(Natural-language object grounding data)
= = = = = = =
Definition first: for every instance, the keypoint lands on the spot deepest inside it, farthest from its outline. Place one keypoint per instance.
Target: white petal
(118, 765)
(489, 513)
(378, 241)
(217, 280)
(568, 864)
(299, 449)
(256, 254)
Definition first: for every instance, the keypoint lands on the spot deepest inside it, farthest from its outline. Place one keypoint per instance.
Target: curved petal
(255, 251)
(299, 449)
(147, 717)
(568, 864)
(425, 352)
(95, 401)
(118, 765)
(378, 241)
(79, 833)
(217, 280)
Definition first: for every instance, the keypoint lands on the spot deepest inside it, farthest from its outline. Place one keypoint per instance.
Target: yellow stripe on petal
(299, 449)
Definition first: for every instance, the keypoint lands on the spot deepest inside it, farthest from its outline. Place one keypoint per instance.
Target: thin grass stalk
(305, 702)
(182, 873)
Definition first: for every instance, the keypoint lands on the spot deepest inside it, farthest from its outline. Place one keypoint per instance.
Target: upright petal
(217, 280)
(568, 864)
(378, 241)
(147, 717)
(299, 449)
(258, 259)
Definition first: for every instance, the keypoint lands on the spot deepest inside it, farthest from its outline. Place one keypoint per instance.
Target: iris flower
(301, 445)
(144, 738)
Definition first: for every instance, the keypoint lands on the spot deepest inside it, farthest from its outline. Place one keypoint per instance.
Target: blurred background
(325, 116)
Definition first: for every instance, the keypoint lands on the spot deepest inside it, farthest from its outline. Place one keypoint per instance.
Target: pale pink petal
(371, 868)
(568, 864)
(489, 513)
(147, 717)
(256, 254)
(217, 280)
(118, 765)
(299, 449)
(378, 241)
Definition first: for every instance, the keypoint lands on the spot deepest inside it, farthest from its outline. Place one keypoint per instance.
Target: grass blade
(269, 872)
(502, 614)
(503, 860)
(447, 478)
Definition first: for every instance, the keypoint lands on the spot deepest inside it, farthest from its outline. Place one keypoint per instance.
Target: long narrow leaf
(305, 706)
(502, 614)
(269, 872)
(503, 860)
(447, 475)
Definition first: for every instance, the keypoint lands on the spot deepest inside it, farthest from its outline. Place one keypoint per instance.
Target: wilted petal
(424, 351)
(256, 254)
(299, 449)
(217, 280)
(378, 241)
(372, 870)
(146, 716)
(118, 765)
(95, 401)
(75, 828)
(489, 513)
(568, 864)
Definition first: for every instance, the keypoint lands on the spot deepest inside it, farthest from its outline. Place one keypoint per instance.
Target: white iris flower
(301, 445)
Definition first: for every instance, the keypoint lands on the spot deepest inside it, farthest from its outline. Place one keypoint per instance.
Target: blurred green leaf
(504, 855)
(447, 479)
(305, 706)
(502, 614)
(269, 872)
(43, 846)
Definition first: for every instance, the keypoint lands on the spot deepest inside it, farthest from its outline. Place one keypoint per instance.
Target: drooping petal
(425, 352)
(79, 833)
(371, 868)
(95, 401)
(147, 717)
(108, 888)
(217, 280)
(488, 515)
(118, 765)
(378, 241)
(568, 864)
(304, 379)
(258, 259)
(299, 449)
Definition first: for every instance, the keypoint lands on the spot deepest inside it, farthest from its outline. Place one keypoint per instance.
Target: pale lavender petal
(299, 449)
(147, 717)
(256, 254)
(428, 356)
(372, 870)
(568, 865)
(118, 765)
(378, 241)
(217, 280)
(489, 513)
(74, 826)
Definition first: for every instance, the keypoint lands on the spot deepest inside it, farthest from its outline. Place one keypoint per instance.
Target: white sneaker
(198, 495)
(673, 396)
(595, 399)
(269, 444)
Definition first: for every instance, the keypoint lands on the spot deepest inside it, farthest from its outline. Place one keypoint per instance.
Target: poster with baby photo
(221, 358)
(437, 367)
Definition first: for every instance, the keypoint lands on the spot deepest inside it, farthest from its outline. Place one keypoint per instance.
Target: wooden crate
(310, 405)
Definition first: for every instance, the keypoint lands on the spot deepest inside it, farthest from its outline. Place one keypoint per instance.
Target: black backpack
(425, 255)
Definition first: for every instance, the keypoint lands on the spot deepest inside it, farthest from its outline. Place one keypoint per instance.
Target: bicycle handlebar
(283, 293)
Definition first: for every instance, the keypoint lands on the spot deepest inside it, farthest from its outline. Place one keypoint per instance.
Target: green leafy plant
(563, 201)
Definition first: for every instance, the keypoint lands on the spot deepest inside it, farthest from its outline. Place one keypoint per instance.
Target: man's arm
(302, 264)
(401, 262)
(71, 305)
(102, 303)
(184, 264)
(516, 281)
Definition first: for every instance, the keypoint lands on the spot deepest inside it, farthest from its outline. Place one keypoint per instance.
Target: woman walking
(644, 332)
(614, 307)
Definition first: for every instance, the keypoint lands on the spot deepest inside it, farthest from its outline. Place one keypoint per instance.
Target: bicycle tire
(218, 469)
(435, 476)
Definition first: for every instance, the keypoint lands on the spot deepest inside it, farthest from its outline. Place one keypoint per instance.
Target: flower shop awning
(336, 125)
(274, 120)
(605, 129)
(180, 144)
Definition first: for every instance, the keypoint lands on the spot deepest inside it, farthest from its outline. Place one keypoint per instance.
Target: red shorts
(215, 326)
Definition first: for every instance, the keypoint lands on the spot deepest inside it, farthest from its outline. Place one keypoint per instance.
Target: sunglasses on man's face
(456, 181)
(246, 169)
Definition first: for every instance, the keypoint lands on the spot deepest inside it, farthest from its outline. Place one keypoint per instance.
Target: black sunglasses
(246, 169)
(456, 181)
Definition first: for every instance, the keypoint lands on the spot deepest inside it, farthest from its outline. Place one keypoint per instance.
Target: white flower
= = = = = = =
Assignment
For this exercise, repeat the data above exactly.

Response
Definition first: for every instance, the keypoint lands on the spot deepest inside it, farthest from its outline. Place one keypoint per instance.
Target: white petal
(118, 765)
(489, 513)
(378, 241)
(217, 280)
(568, 864)
(299, 449)
(256, 254)
Definition first: for every instance, the keypoint lands on the spot deepest inside it, farthest from its outline. Place one keypoint per instance.
Target: curved petal
(255, 251)
(299, 449)
(147, 717)
(568, 864)
(425, 352)
(95, 401)
(118, 765)
(378, 241)
(79, 833)
(217, 280)
Definition first: for every instance, the keypoint lands on the spot deepest inside it, farthest from its outline. Place one keypoint per instance.
Target: yellow stripe on petal
(299, 449)
Definition first: for every instance, the keypoint lands on the spot deepest inside it, farthest from its outline. Place one keypoint per instance.
Target: thin grass stalk
(305, 702)
(182, 873)
Definition first: for every instance, the keypoint lands on the spot deepest inside it, farthest from its outline. Place one keypoint per instance.
Target: upright petal
(217, 280)
(568, 864)
(378, 241)
(147, 717)
(299, 449)
(258, 259)
Definition first: for every instance, the keypoint lands on the spot deepest inside it, farthest from its outline. Place one keypoint per instance.
Target: iris flower
(301, 445)
(144, 738)
Definition first: for every instance, the keypoint lands on the spot deepest inside it, farthest from its outline. Place one keypoint per instance.
Target: blurred background
(325, 116)
Definition first: for every instance, the keypoint lands on the spot deepest inside it, farthest from its outline. Place one keypoint per instance.
Target: pale pink petal
(371, 868)
(568, 864)
(489, 513)
(147, 717)
(256, 254)
(217, 280)
(118, 765)
(299, 449)
(378, 241)
Definition first: for every instance, the keypoint lands on the spot deepest inside it, farthest from its outline. Place one keypoint per instance.
Target: grass blade
(269, 872)
(502, 614)
(503, 860)
(447, 478)
Definition first: for every instance, the keypoint lands on the spot deepest inside it, farthest from its outline. Place one keypoint per instance.
Target: long narrow leaf
(305, 706)
(502, 614)
(269, 872)
(503, 860)
(447, 475)
Definition first: for every instance, the keypoint lands on the spot deepest inside it, farthest from its outline. Place one keypoint per instance.
Target: wilted petal
(424, 351)
(256, 254)
(299, 449)
(217, 280)
(378, 241)
(372, 870)
(146, 716)
(118, 765)
(95, 401)
(75, 828)
(489, 513)
(568, 864)
Definition first: for every instance, the keypoint lands on the spot deepest inside it, farthest from its outline. Place one keypoint per instance.
Target: white iris flower
(301, 445)
Definition first: for every instance, the keypoint lands on the spot deepest inside it, farthest from its outline. Place one keypoint per instance.
Target: blurred green leaf
(504, 855)
(447, 479)
(305, 706)
(502, 614)
(269, 872)
(43, 846)
Definition first: for every instance, the keypoint lands on the spot deepest inside it, farthest from its outline. Place one keypoint per instance.
Target: drooping petal
(425, 352)
(79, 833)
(371, 868)
(95, 401)
(147, 717)
(108, 888)
(217, 280)
(488, 515)
(118, 765)
(378, 241)
(568, 864)
(304, 379)
(258, 259)
(299, 449)
Definition first: for every instance, the keypoint lands on the spot deepest inside it, farthest from its outline. Place one keypoint per instance.
Target: pale lavender petal
(299, 449)
(147, 717)
(256, 254)
(428, 356)
(372, 870)
(568, 865)
(118, 765)
(378, 241)
(217, 280)
(489, 513)
(74, 826)
Definition first: for every instance, the keypoint lands on the spot deepest inside it, farthest from its outline. Place one keypoint per instance.
Target: white sneaker
(198, 495)
(673, 396)
(595, 399)
(269, 444)
Definition first: for every instance, the keypoint lands on the spot deepest inside it, farthest from its outline. Place one keypoint per instance.
Target: poster with baby photo
(221, 358)
(437, 367)
Definition first: for every instance, the keypoint lands on the spot deepest inside it, farthest from its outline. Place one keypoint per instance.
Target: wooden crate
(310, 405)
Definition first: for every instance, the keypoint lands on the spot deepest inside it, farthest from its outline. Place one keypoint per instance.
Target: black backpack
(425, 255)
Definition first: for every instance, the keypoint lands on the spot deepest inside it, farthest from its outline. Place one keypoint per instance.
Target: bicycle handlebar
(283, 293)
Definition first: for every instance, the keypoint lands on the spot deepest inside it, farthest from its outline. Place one keypoint per instance.
Target: green leafy plant
(563, 201)
Definition first: for every instance, the keypoint lands on the spot deepest inside it, farthest from its outline. Place one keypoint per instance.
Target: man's arm
(302, 264)
(401, 262)
(71, 305)
(102, 303)
(184, 264)
(516, 281)
Definition first: for every instance, the keypoint lands on the spot deepest inside it, farthest from its outline. Place one keypoint per instance.
Target: woman walking
(644, 332)
(614, 307)
Definition first: for every instance, the keypoint lands on the spot deepest inside it, farthest from its outline. Place one keypoint per instance.
Target: bicycle tire
(218, 469)
(435, 476)
Definition first: for every instance, the keypoint lands on the spot deepest inside it, farthest from its outline. Place one keypoint per instance.
Target: flower shop awning
(336, 125)
(274, 120)
(605, 129)
(180, 144)
Definition first: for every instance, the keypoint lands on the spot deepest inside it, farthest from its outline. Place one keypoint per instance.
Target: red shorts
(215, 326)
Definition first: for every instance, the keypoint lands on the spot deepest inside it, farthest from its outline. Place one keypoint per instance.
Target: sunglasses on man's face
(456, 181)
(246, 169)
Definition first: for every instance, the keypoint lands on the spot deepest inside it, farthest from its outline. Place one keypoint per instance.
Target: black sunglasses
(246, 169)
(456, 181)
Definition first: for every instance, the keypoint lands on the spot deepest inside it, farthest from its outline. Place one keypoint per instance.
Target: white flower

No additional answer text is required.